__Task brief__: Write only the number of lines in the entries below that contain the word "pairs".

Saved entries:
== == ==
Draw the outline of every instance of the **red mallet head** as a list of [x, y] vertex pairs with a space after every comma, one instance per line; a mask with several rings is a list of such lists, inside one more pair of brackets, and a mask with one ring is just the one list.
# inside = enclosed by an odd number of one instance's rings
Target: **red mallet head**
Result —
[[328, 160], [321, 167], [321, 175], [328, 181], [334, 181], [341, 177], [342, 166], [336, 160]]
== == ==
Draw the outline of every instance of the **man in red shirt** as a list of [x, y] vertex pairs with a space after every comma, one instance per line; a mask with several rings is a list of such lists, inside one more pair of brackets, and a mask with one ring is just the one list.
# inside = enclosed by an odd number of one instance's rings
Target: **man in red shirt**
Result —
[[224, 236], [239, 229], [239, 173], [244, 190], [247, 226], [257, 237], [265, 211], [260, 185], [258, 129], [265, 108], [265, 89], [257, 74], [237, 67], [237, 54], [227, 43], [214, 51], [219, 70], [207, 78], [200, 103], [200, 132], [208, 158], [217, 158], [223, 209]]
== == ==
__Output for this exercise__: 2